EXERCISE DESCRIPTION: Retype the passage on Oregon's foster care system between "SALEM, Ore. —" and "control her behavior.", inclusive.

SOURCE PASSAGE:
SALEM, Ore. — Oregon lawmakers are demanding answers from the state’s child welfare agency after a report that a 9-year-old girl in foster care was sent to a Montana facility for six months and injected with Benadryl to control her behavior.
A legislative hearing Thursday largely focused on the news report this week by Oregon Public Broadcasting that also revealed caseworkers didn’t visit the girl for months. OPB learned of the case through the child’s public defender.
Officials are now working to bring the girl back from the Montana facility owned by Tennessee-based Acadia Healthcare, amid growing concern over the state’s embattled foster care system. Currently, 85 children are living in out-of-state facilities, a number that’s more than doubled since 2017, OPB reported.
Sen. Sara Gelser, a Corvallis Democrat, said when she first received the list of the providers housing Oregon’s children, she started searching the names online. Stories of licensing violations, arrests, sexual assaults and over use of restraints all started coming up.

DATA RECORDS:
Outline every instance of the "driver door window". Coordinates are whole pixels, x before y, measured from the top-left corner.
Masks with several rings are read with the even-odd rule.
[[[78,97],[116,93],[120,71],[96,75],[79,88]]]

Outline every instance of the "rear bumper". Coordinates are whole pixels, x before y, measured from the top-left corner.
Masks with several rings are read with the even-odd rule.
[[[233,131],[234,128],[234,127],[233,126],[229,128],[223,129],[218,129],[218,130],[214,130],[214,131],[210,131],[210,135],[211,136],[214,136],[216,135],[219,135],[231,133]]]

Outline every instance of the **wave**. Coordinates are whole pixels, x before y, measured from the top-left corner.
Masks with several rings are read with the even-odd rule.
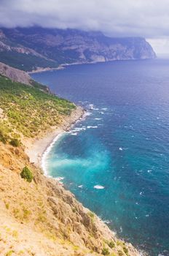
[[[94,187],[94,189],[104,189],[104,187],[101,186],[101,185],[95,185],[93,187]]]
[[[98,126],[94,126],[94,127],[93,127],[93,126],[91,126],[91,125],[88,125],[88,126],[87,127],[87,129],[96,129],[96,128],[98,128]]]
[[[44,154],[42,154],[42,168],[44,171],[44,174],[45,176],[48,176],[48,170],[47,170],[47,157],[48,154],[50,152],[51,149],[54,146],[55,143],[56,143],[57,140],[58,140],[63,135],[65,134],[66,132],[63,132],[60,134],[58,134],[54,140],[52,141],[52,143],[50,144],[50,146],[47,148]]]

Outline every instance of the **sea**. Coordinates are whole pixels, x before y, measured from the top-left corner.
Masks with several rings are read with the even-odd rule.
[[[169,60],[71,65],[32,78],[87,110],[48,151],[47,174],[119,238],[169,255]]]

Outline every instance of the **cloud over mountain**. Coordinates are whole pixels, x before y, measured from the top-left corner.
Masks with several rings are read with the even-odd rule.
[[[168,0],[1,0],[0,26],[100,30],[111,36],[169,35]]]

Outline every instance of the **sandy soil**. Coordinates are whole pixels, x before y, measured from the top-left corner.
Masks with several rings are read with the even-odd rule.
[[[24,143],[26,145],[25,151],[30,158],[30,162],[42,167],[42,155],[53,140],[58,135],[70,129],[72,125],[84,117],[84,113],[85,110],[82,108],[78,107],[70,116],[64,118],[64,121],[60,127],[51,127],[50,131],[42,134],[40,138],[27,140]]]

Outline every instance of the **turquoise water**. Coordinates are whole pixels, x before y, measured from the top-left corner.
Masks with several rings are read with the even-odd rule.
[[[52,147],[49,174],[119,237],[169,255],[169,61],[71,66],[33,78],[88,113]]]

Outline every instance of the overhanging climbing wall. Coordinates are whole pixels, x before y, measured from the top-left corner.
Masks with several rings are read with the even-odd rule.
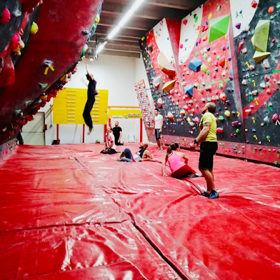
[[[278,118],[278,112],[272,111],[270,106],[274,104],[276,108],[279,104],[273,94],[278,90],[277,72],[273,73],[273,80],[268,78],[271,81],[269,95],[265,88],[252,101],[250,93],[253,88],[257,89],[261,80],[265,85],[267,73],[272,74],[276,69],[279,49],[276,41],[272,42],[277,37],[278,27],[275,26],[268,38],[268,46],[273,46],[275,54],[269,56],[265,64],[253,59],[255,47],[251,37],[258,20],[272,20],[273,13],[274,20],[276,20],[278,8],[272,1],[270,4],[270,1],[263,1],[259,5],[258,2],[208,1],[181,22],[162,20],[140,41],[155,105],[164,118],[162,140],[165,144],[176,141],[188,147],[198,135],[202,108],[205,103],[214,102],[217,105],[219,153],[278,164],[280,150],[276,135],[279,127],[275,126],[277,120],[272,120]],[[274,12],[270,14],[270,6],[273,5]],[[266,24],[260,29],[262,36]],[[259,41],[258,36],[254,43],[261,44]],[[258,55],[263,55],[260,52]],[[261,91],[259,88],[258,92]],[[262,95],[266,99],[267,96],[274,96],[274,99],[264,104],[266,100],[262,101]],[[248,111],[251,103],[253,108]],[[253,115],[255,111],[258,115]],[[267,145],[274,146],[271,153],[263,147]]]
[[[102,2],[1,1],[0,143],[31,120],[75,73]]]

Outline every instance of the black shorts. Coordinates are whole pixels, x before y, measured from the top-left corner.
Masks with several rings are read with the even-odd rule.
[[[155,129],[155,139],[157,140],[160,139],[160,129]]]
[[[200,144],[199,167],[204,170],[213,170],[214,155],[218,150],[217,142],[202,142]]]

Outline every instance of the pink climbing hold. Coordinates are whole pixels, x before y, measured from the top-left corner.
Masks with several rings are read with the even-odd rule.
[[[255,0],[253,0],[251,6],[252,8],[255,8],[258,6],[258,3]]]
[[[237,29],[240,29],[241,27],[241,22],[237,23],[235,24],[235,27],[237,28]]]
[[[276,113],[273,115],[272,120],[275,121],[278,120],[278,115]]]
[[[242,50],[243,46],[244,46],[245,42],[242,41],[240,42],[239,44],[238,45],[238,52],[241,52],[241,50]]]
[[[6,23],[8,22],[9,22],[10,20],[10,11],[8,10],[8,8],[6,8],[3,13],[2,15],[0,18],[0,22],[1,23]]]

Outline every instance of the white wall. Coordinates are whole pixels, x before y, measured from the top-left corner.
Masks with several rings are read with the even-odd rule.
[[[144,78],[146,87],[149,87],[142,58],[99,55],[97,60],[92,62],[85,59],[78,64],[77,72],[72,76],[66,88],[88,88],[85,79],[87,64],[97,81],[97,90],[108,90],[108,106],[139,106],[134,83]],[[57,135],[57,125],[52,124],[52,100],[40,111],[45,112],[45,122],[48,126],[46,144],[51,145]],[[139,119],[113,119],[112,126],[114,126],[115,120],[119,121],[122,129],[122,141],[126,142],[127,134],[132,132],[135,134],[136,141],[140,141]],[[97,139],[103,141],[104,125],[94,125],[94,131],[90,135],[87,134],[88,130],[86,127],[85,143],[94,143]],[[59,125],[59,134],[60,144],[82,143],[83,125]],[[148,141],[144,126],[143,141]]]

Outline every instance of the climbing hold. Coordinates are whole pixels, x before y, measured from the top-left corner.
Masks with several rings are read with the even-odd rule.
* * *
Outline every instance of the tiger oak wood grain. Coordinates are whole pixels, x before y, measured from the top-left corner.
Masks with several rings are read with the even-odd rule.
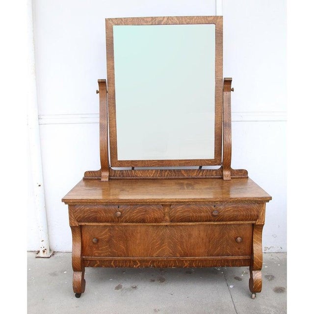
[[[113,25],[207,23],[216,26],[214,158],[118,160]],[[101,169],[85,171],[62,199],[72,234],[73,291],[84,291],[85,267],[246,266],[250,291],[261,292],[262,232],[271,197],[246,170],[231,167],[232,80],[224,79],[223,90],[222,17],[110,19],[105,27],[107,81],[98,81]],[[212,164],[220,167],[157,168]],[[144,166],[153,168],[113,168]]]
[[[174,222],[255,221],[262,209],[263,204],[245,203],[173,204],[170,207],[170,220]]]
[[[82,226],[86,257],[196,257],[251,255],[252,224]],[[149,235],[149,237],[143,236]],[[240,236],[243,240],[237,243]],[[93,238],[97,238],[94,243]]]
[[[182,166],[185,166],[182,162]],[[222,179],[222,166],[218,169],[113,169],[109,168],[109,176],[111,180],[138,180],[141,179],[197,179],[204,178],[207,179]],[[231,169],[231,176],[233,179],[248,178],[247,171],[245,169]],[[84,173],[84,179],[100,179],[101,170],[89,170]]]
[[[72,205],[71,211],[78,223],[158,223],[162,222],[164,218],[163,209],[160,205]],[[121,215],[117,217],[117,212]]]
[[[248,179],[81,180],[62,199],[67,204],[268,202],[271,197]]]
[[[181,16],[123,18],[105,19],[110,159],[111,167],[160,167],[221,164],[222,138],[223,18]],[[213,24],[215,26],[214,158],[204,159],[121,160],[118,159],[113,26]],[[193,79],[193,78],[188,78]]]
---
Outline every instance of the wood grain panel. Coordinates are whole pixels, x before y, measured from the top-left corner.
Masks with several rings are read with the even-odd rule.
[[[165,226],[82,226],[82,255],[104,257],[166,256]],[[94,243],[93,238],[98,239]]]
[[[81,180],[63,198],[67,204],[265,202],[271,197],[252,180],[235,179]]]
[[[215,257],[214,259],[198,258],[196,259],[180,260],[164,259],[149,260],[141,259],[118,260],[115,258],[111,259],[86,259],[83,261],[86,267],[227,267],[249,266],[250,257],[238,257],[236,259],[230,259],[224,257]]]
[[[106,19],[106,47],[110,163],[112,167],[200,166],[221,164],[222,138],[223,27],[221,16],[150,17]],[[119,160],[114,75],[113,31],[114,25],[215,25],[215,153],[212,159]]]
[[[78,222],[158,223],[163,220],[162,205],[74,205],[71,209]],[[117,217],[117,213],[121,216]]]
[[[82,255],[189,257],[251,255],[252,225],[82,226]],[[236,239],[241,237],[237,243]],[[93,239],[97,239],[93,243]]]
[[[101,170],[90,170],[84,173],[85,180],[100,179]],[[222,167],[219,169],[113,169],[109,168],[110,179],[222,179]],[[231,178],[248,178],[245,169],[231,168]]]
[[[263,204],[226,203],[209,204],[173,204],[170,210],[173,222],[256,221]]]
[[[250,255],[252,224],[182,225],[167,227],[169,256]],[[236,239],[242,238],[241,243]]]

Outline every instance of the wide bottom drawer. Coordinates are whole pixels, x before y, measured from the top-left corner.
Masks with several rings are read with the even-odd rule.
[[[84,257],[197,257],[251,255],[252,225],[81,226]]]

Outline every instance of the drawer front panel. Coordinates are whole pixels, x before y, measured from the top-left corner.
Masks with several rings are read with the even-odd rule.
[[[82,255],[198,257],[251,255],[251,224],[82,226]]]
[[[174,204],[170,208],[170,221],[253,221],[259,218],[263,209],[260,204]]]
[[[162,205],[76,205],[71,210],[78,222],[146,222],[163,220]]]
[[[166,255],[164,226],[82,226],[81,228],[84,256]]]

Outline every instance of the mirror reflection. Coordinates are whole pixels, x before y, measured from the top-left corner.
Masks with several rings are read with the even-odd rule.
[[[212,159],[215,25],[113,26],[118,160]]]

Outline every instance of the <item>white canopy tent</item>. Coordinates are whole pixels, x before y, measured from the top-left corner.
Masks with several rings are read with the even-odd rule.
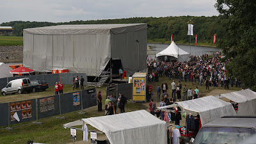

RESULT FOR THIS TASK:
SALEM, Ore. — Oregon lawmakers are demanding answers from the state’s child welfare agency after a report that a 9-year-old girl in foster care was sent to a Montana facility for six months and injected with Benadryl to control her behavior.